» **SET EXERCISE**: Repeat every line from the line containing "Target: wooden serving board" to the end of the data, exactly. Leave the pictures out.

» **RECORDED DATA**:
--*--
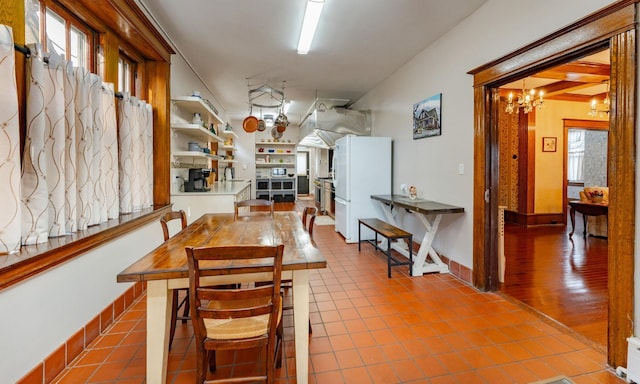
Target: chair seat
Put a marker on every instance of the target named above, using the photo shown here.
(243, 328)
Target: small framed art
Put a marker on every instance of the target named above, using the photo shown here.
(427, 117)
(549, 144)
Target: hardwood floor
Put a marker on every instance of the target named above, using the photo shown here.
(564, 278)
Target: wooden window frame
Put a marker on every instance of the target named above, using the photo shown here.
(117, 23)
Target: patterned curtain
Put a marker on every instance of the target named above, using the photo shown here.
(9, 146)
(71, 195)
(135, 127)
(109, 161)
(78, 157)
(35, 218)
(55, 142)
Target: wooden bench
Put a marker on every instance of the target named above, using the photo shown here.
(389, 232)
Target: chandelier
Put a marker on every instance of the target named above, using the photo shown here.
(600, 109)
(526, 100)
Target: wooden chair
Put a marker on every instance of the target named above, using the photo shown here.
(164, 220)
(309, 215)
(242, 318)
(260, 204)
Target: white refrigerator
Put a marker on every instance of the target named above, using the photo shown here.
(361, 168)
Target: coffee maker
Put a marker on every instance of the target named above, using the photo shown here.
(197, 180)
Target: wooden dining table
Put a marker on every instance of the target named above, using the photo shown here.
(165, 269)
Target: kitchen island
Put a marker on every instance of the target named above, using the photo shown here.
(219, 199)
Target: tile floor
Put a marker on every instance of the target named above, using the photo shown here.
(370, 329)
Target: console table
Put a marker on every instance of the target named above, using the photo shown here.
(587, 209)
(423, 208)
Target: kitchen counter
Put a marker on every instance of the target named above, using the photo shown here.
(220, 199)
(232, 187)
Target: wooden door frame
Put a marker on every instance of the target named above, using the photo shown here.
(614, 27)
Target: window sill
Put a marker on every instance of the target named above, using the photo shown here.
(33, 259)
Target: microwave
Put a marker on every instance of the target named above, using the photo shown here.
(278, 172)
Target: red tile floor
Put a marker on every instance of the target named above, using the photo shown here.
(371, 329)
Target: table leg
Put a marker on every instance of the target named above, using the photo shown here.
(572, 215)
(159, 302)
(399, 245)
(420, 265)
(301, 324)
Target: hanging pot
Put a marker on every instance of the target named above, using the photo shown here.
(275, 134)
(250, 124)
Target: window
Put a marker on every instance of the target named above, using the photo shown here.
(59, 32)
(126, 75)
(575, 155)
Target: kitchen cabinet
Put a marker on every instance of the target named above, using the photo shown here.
(328, 197)
(226, 156)
(220, 199)
(275, 170)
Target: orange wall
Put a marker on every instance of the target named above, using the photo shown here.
(549, 165)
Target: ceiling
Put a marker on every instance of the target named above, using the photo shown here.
(580, 80)
(237, 45)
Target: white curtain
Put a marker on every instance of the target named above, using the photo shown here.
(575, 154)
(74, 168)
(135, 125)
(55, 135)
(9, 146)
(110, 154)
(71, 195)
(35, 218)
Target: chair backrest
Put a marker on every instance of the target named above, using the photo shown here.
(219, 302)
(258, 203)
(169, 216)
(309, 216)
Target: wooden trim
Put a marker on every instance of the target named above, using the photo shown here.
(534, 218)
(622, 186)
(125, 19)
(34, 259)
(571, 41)
(158, 94)
(614, 27)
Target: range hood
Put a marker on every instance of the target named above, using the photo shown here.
(329, 119)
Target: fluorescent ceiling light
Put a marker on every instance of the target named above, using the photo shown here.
(311, 17)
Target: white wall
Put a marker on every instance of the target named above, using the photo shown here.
(431, 164)
(41, 313)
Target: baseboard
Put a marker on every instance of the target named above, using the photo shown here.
(47, 370)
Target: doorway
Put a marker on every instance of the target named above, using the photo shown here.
(546, 155)
(614, 27)
(302, 172)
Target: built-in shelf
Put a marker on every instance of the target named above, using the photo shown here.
(228, 133)
(193, 105)
(196, 132)
(196, 154)
(266, 144)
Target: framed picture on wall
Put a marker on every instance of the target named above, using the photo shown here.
(549, 144)
(427, 118)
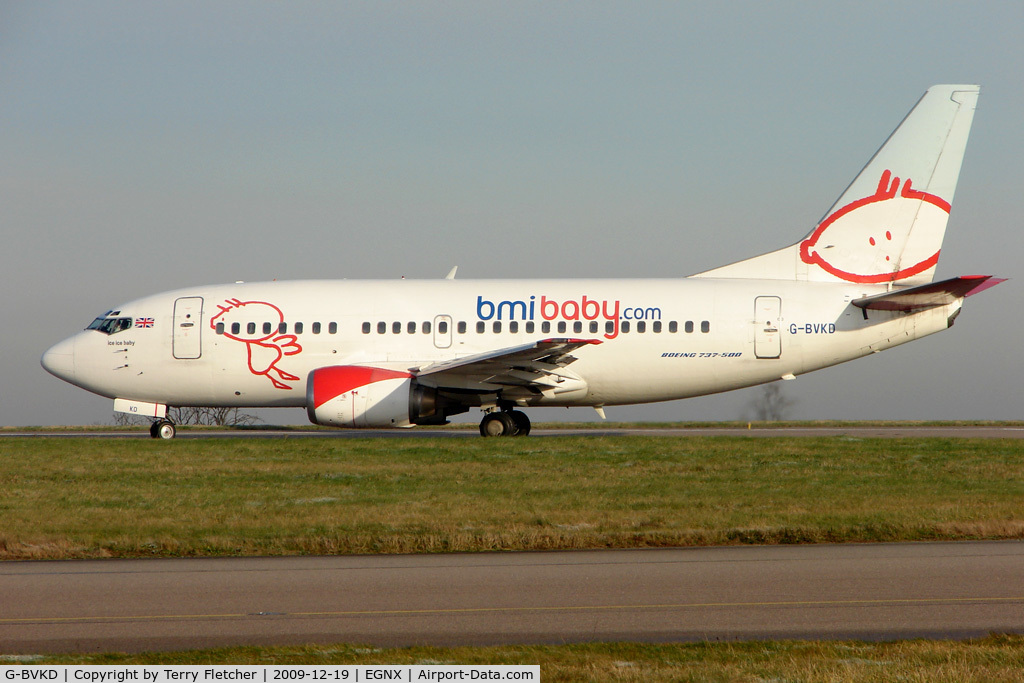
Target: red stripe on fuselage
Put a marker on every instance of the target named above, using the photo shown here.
(334, 381)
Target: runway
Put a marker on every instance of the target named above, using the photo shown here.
(886, 591)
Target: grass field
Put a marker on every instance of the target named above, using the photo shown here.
(992, 658)
(62, 498)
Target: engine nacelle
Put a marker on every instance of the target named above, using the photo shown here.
(364, 396)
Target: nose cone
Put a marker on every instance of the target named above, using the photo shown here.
(59, 359)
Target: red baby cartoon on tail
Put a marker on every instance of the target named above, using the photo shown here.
(264, 349)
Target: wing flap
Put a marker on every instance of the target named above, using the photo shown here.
(535, 369)
(928, 296)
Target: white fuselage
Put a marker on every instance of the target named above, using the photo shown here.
(255, 344)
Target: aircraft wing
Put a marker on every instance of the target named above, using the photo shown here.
(518, 371)
(929, 296)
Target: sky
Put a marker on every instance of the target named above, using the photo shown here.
(146, 146)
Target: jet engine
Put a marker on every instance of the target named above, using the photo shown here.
(365, 396)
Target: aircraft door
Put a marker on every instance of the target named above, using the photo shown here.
(767, 332)
(442, 331)
(187, 340)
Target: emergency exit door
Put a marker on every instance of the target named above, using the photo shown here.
(767, 327)
(187, 340)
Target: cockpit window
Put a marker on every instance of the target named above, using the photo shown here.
(111, 326)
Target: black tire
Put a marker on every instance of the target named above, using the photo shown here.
(521, 421)
(163, 429)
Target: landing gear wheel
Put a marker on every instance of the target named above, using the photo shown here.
(521, 423)
(162, 429)
(497, 424)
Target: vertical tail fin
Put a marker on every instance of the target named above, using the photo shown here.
(889, 223)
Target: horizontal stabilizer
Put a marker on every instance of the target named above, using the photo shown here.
(929, 296)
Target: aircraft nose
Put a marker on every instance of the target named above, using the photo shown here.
(59, 359)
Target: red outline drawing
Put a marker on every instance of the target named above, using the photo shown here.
(886, 190)
(263, 350)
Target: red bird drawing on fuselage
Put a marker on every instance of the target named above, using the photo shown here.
(264, 349)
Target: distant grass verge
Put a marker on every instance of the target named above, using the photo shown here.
(594, 424)
(991, 658)
(79, 498)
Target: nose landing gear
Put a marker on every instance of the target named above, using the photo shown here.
(505, 423)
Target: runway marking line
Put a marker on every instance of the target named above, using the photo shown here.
(478, 610)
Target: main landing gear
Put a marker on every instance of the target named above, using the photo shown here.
(162, 429)
(505, 423)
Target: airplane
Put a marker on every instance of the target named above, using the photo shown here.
(398, 353)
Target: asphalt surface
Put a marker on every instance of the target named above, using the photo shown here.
(886, 591)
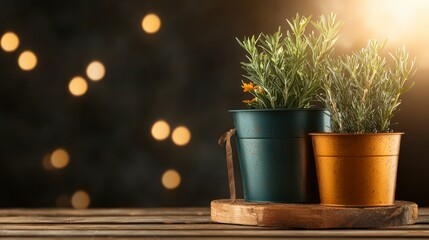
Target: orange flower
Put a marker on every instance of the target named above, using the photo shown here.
(249, 101)
(247, 87)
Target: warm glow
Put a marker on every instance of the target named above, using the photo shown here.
(171, 179)
(95, 71)
(80, 200)
(27, 60)
(63, 201)
(78, 86)
(46, 162)
(400, 22)
(181, 136)
(151, 23)
(60, 158)
(9, 42)
(160, 130)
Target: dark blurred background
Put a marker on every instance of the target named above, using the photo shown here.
(145, 134)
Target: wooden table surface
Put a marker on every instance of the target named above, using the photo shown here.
(182, 223)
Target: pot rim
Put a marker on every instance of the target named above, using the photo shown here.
(354, 134)
(276, 109)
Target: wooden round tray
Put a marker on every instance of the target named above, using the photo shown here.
(312, 216)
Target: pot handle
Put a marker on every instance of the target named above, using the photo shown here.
(226, 138)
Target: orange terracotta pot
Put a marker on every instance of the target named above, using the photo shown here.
(356, 170)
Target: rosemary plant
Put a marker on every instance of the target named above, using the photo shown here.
(286, 72)
(363, 90)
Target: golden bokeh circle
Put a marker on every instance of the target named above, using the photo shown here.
(27, 60)
(9, 42)
(160, 130)
(151, 23)
(95, 71)
(78, 86)
(181, 136)
(60, 158)
(171, 179)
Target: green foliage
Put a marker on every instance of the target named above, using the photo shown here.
(285, 72)
(363, 89)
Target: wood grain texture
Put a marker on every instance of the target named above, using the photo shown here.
(180, 223)
(312, 216)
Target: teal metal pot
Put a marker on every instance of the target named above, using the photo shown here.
(276, 155)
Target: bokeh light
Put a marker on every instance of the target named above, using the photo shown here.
(78, 86)
(80, 200)
(46, 162)
(181, 136)
(151, 23)
(9, 42)
(171, 179)
(60, 158)
(160, 130)
(27, 60)
(95, 71)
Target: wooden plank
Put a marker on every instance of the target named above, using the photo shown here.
(217, 233)
(106, 212)
(105, 219)
(312, 216)
(126, 226)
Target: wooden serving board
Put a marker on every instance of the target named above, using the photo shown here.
(312, 216)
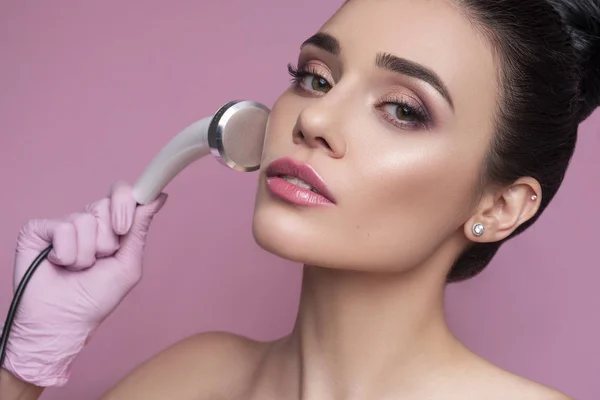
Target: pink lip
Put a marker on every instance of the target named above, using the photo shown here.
(295, 194)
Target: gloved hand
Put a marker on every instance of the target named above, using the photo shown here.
(96, 261)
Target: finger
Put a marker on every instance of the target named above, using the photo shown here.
(58, 233)
(132, 244)
(122, 207)
(86, 229)
(107, 241)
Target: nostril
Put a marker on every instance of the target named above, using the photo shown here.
(323, 143)
(299, 137)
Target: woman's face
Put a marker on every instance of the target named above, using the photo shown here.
(393, 109)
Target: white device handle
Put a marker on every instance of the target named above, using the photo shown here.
(186, 147)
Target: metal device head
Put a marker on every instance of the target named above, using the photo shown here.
(234, 136)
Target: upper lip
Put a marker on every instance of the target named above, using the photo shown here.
(293, 168)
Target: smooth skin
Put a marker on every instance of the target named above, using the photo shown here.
(371, 321)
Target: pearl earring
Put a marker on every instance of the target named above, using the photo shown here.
(478, 229)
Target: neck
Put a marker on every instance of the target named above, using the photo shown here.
(358, 333)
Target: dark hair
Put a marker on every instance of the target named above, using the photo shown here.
(549, 58)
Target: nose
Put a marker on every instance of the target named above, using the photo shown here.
(316, 128)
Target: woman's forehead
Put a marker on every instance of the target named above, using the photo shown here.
(433, 33)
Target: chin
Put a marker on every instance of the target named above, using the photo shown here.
(296, 237)
(282, 233)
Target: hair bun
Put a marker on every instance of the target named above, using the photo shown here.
(582, 19)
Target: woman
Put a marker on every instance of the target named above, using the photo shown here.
(417, 137)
--*--
» **ANSWER TO THIS EXERCISE**:
Target: wooden serving board
Put a marker on every instance of the target named above, using the photo shown here.
(312, 216)
Target: pink lip
Put a marker on every instance of the target named above, using the photo shown here.
(295, 194)
Target: gloved hand
Put a marker on every instance of the target named above, using the photo shown here.
(96, 261)
Target: finger
Put a marker on every instance of the target named above, using the photo shown here.
(58, 233)
(132, 244)
(122, 207)
(86, 229)
(107, 241)
Target: nostril
Put a marker on every instance of the target named above, using the photo shown here.
(323, 143)
(299, 137)
Target: woman's face
Put a marker on every instance of the target named above, using the photo shown here.
(393, 109)
Target: white device handle
Put a marker on every instance of the target named above, using the photo shown here.
(186, 147)
Target: metal device head
Put a marker on every instance of the target named above, using the photo shown here.
(234, 136)
Target: upper lip
Put a marker on every instance of the target named above, using the photo shown here.
(293, 168)
Target: smooth skin
Put a marker on every instance of the target named above, using the photo shown here.
(371, 321)
Target: pearl earring
Put a marker on every instance of the target named above, using the photo shown here.
(478, 229)
Target: neck
Put a marker on every instance of the target named above, using the photo shown here.
(358, 333)
Target: dark hair
Put a marker on every instance of the target named above, using the photo shown here.
(549, 58)
Target: nose
Put a marker on every instance of the target named above, using the photo shown here.
(316, 128)
Target: woman's forehead
Put a marker on every instance of the target named above, using the photo shown here.
(433, 33)
Target: chin
Put a marker on every instance of the target named above, using the photo shown here.
(296, 237)
(282, 233)
Target: hair bun
Put a marker on every instance of the target named above, using the photo shown here.
(582, 19)
Target: woman
Put a marker on every instance of the target named above, using the photo shown here.
(417, 137)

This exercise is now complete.